───── Texte fourni

Evidemment, très vite j’ai compris que le temps me filait entre les doigts. Et j’ai souhaité le ralentir, en vain. On nous répète que c’est l’épreuve du parent. Celle de ne rien regretter et vivre l’instant présent parce que tout ce que tu étais à l’instant T, tu ne l’étais plus ou tu l’étais plus encore le lendemain. Ton évolution fulgurante m’a donné un vertige qui ne m’a jamais quitté depuis, une idée de ma mortalité qui me prend aux tripes chaque fois que je pense à la possibilité que je puisse te laisser orpheline. J’ai toujours refusé d’imaginer le contraire d’ailleurs, l‘atrocité, l’impensable, où ce serait moi l’orpheline… Avec toi je suis née. Je n’ai pas perdu celle que j’étais mais ma naissance de mère en même temps que la tienne a ajouté une dimension à mon identité qui m’a redéfinie. Quand je cherchais mon futur avec toi dans mon passé, je n’avais pas compris que toi et moi on allait tout écrire. Je ne serais plus jamais « juste » Chloé, je serais à jamais « ta maman. » Mon rôle le plus précieux, celui que je disais ne me définirait jamais mais m’habite. Et c’est dans mon quotidien, dans ce que je suis, dans mes décisions et les mots que je te porte que je me retrouve et que je te transmets celle que j’étais avant toi, nourrie et grandie de toutes ces expériences qui ne te seront jamais étrangères puisqu’elles font partie de moi. Et c’est avec toi, chaque jour, que je me découvre, cette femme qui est aussi ta maman. Faire cohabiter les deux depuis un an a été mon plus grand numéro d’équilibriste, et je crois que le fil sur lequel je marche est encore beaucoup trop fin.


Aujourd’hui tu as un an. J’imagine que chaque anniversaire est une rétrospective douce-amer, une porte d’entrée sur un futur plein de promesses. Mais un an... La toute première année de ta vie. Si spéciale, si bouleversante et pourtant vouée à être infime pour toi. Inoubliable pour nous, tes parents.

──────────

Objectif énoncé A - Recopiez la lettre en commençant par « Aujourd’hui tu as » et en poursuivant jusqu'à « nous, tes parents. ».

───── Matériel de l'exercice

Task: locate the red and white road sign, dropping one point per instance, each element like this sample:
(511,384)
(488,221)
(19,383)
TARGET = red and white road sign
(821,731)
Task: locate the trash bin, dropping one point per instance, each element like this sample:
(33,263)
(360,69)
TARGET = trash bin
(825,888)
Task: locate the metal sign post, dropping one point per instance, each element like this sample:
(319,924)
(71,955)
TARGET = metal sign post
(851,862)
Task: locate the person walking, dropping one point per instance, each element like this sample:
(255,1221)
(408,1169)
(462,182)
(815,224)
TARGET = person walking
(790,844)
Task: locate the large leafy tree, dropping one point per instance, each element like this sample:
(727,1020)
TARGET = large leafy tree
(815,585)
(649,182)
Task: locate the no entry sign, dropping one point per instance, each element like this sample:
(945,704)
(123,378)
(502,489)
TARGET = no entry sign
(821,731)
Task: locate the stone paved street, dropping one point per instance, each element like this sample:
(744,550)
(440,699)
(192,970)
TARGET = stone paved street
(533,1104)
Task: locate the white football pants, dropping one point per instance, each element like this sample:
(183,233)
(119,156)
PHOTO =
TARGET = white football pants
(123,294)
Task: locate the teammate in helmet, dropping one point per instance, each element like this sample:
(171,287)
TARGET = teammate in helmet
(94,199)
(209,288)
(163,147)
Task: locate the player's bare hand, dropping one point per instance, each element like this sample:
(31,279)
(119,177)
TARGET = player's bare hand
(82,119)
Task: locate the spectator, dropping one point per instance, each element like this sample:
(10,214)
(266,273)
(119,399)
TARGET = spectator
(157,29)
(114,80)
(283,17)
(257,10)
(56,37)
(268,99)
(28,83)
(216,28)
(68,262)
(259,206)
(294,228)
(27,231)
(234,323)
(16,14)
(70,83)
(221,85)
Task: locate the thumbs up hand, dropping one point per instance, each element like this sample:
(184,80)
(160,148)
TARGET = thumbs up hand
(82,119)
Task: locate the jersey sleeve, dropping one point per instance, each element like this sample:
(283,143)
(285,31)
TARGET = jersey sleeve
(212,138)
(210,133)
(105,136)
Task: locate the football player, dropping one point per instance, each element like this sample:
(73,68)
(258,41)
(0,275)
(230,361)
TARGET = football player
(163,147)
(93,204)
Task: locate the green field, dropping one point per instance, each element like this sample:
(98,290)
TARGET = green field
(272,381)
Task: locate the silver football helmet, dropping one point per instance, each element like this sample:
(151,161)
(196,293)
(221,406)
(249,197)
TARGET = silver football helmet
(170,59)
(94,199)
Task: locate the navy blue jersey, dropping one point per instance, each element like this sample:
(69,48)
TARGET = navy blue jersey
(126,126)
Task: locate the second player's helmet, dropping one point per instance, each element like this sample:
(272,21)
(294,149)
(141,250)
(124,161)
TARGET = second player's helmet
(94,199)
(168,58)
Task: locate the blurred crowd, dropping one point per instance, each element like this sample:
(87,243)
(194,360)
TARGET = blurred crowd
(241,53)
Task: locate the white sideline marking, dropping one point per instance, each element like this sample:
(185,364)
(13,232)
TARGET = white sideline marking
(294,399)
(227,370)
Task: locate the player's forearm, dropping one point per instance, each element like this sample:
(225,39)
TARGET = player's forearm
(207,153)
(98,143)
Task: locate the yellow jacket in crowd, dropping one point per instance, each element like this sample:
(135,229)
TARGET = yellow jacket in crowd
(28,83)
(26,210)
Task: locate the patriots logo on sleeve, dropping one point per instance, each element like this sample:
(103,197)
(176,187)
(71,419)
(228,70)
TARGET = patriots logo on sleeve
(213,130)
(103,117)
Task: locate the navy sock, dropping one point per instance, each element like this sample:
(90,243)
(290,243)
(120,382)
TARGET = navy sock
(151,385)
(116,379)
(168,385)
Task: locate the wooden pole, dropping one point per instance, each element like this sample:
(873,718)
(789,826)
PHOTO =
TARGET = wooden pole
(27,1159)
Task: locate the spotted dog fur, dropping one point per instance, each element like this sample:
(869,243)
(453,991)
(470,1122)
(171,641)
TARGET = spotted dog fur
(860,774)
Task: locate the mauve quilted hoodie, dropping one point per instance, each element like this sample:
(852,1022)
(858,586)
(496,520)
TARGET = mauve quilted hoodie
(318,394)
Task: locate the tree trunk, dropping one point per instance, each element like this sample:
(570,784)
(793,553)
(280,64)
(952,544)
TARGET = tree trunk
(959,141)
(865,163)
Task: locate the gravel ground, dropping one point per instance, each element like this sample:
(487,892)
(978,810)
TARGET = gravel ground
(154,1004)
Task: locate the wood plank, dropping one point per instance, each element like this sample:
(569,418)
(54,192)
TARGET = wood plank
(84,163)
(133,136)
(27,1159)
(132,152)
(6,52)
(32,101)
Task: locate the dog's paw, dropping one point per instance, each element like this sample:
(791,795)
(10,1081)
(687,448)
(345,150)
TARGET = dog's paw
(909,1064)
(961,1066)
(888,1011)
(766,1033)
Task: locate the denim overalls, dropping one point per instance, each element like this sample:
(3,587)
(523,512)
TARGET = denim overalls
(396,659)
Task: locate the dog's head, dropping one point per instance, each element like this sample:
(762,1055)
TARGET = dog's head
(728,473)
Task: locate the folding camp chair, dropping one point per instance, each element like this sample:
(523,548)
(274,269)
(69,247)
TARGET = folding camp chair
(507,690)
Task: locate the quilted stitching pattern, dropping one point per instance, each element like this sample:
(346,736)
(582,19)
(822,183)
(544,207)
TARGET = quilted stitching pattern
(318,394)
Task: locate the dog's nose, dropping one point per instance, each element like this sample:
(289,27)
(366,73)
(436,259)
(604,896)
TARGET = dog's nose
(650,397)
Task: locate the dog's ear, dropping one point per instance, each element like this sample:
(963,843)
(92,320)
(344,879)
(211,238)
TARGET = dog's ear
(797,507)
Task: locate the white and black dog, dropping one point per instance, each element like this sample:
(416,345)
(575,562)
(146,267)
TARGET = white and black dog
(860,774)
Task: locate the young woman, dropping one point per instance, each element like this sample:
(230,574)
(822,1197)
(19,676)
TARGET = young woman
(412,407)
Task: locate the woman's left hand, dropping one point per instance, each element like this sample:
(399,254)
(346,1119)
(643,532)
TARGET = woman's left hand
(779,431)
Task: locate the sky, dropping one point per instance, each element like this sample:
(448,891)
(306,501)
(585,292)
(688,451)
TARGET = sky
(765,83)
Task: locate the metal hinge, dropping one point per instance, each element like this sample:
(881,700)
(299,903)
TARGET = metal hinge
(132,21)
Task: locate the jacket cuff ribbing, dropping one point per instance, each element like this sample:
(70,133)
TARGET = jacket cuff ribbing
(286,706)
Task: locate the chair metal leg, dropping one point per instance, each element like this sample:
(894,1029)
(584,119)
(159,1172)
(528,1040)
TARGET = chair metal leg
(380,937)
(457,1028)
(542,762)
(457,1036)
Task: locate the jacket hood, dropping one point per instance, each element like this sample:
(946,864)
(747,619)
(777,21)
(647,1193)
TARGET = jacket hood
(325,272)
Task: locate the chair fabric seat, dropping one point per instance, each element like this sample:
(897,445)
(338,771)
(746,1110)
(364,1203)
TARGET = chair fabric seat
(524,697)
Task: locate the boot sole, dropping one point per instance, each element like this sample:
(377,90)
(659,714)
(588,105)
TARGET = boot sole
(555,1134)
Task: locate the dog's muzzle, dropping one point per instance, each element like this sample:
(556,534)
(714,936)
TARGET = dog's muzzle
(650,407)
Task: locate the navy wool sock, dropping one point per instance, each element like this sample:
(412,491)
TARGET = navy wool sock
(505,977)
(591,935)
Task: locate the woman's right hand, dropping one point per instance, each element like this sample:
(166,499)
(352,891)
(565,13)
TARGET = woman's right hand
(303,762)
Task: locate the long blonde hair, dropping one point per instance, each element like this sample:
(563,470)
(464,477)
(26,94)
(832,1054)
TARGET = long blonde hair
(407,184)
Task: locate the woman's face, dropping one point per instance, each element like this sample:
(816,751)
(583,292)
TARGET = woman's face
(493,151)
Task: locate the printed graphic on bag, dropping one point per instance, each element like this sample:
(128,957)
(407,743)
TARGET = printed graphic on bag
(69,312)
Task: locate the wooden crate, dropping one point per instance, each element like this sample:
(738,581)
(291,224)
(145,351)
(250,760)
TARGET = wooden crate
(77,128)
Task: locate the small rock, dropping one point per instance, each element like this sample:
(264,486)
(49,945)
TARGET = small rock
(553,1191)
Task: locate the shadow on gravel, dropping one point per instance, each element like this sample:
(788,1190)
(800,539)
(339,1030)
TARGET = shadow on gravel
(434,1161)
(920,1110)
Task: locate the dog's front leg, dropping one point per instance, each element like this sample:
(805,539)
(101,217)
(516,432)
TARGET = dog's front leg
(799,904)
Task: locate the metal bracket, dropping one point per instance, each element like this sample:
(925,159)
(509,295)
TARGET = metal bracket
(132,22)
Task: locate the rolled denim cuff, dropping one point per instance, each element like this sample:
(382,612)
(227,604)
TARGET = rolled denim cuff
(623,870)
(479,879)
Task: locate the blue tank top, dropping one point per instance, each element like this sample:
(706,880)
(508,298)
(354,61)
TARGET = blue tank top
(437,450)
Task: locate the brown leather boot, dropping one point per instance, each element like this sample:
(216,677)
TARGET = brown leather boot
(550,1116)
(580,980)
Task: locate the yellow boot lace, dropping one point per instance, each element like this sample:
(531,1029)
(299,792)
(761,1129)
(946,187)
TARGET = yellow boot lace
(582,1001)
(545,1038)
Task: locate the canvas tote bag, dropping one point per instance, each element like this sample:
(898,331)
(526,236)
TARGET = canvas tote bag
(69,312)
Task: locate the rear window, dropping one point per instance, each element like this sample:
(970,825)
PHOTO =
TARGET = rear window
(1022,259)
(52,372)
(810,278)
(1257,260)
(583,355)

──────────

Objectif énoncé B - Extrayez chacune des lignes qui contiennent la chaîne « small ».

Solution complète A -
Aujourd’hui tu as un an. J’imagine que chaque anniversaire est une rétrospective douce-amer, une porte d’entrée sur un futur plein de promesses. Mais un an... La toute première année de ta vie. Si spéciale, si bouleversante et pourtant vouée à être infime pour toi. Inoubliable pour nous, tes parents.

Solution complète B -
Task: locate the small rock, dropping one point per instance, each element like this sample:
TARGET = small rock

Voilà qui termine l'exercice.